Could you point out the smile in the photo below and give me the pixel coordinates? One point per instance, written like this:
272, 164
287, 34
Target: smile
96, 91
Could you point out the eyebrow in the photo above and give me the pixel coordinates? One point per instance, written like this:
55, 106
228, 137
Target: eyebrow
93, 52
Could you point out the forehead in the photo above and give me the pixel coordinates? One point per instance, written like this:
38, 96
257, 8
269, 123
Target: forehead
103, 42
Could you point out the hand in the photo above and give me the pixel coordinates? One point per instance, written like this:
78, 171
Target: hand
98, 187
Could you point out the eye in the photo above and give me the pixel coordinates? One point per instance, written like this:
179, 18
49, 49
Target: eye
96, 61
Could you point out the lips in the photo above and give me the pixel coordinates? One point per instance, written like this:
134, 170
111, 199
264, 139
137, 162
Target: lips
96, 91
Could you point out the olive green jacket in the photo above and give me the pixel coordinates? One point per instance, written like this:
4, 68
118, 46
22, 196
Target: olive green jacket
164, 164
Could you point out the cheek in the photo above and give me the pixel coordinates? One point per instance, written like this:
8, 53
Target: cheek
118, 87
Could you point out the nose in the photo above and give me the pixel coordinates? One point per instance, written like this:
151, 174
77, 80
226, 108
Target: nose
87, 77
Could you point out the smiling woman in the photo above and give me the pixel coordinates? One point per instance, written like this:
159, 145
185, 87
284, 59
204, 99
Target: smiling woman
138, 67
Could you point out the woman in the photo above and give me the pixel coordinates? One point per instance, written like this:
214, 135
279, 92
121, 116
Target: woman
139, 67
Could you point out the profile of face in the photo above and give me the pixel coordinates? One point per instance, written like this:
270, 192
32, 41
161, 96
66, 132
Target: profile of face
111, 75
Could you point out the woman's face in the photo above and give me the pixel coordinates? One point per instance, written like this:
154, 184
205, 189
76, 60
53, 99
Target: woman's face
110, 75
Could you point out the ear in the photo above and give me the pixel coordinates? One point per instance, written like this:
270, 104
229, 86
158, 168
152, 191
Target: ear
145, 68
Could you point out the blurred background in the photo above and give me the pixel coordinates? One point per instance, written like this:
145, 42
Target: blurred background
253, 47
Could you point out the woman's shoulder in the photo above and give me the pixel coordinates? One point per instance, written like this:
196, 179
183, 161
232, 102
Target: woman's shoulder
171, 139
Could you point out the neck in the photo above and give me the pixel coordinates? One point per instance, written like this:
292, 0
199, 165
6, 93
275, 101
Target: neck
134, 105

##########

Problem to work on
Convert the whole listing above into a Markdown table with two columns, Number and Entry. Put each nonblank line in its own row, numbered in order.

Problem solution
| Number | Entry |
|---|---|
| 1 | Could you point out the smile in the photo below and give me the pixel coordinates? One point per instance, written like this: |
| 2 | 272, 164 |
| 3 | 287, 34 |
| 4 | Target: smile |
| 5 | 96, 91 |
| 6 | Could you point out the eyebrow in the photo above and give me the pixel coordinates? One point per instance, written like this: |
| 7 | 55, 106 |
| 8 | 228, 137 |
| 9 | Target: eyebrow |
| 10 | 93, 52 |
| 11 | Could you point out the forehead in the photo above and give me the pixel coordinates? One point per instance, written like this: |
| 12 | 38, 96 |
| 13 | 257, 8 |
| 14 | 269, 123 |
| 15 | Target: forehead |
| 16 | 103, 42 |
| 17 | Could you point out the hand in the photo above and give me the pixel coordinates? One point per instance, written like this: |
| 18 | 78, 171 |
| 19 | Target: hand |
| 20 | 98, 187 |
| 21 | Could you point out the eye in the photo above and give me the pixel coordinates? One point per instance, written like this: |
| 22 | 179, 18 |
| 23 | 49, 49 |
| 24 | Target: eye |
| 25 | 96, 61 |
| 26 | Could you point out the lips in the photo above and give me the pixel coordinates? One point per instance, written like this: |
| 27 | 134, 170 |
| 28 | 111, 199 |
| 29 | 264, 139 |
| 30 | 137, 162 |
| 31 | Target: lips |
| 32 | 96, 91 |
| 33 | Could you point out the olive green jacket in the photo above and give me the pixel coordinates? One point per instance, written like this: |
| 34 | 4, 68 |
| 35 | 118, 46 |
| 36 | 22, 196 |
| 37 | Target: olive green jacket |
| 38 | 164, 164 |
| 39 | Could you point out the cheek in the photo above and give me the pixel coordinates? One point per instance, written like this: |
| 40 | 8, 53 |
| 41 | Target: cheek |
| 42 | 118, 87 |
| 43 | Could you point out the nose in the photo above and give me the pixel coordinates? One point per instance, written like this: |
| 44 | 151, 174 |
| 45 | 77, 80 |
| 46 | 226, 108 |
| 47 | Target: nose |
| 48 | 87, 77 |
| 49 | Could you point out the smiling woman in the photo above and give me the pixel coordinates? One point per instance, written like this: |
| 50 | 159, 145 |
| 51 | 185, 87 |
| 52 | 284, 59 |
| 53 | 204, 99 |
| 54 | Target: smiling woman |
| 55 | 138, 67 |
| 56 | Could you point out the woman in the photo above and give me the pixel coordinates? One point per instance, written like this: |
| 57 | 214, 135 |
| 58 | 279, 92 |
| 59 | 121, 116 |
| 60 | Target: woman |
| 61 | 139, 67 |
| 62 | Could you point out the profile of face in the photo above and give me the pixel coordinates? One point per instance, written like this: |
| 63 | 270, 192 |
| 64 | 32, 41 |
| 65 | 161, 96 |
| 66 | 66, 132 |
| 67 | Target: profile of face |
| 68 | 111, 75 |
| 69 | Could you point out the woman's face in the photo above and give me the pixel coordinates? One point per instance, written like this: |
| 70 | 154, 184 |
| 71 | 205, 189 |
| 72 | 76, 60 |
| 73 | 53, 99 |
| 74 | Target: woman's face |
| 75 | 110, 75 |
| 76 | Could you point out the ear in the photo above and give me the pixel coordinates? One point per instance, written like this: |
| 77 | 270, 104 |
| 78 | 229, 86 |
| 79 | 158, 168 |
| 80 | 152, 191 |
| 81 | Target: ear |
| 82 | 145, 68 |
| 83 | Could you point out the blurred background in the photo above and give me the pixel coordinates? One point per instance, written like this: |
| 84 | 145, 42 |
| 85 | Target: blurred background |
| 86 | 253, 47 |
| 87 | Could you point out the woman's shoulder in the photo above and give me the pixel coordinates? One point per instance, written like this: |
| 88 | 196, 179 |
| 89 | 183, 161 |
| 90 | 232, 102 |
| 91 | Target: woman's shoulder |
| 92 | 171, 139 |
| 93 | Could you point out the neck in the photo above and give me the pixel coordinates? One point per instance, written like this: |
| 94 | 292, 0 |
| 95 | 199, 165 |
| 96 | 6, 93 |
| 97 | 275, 101 |
| 98 | Target: neck |
| 99 | 134, 105 |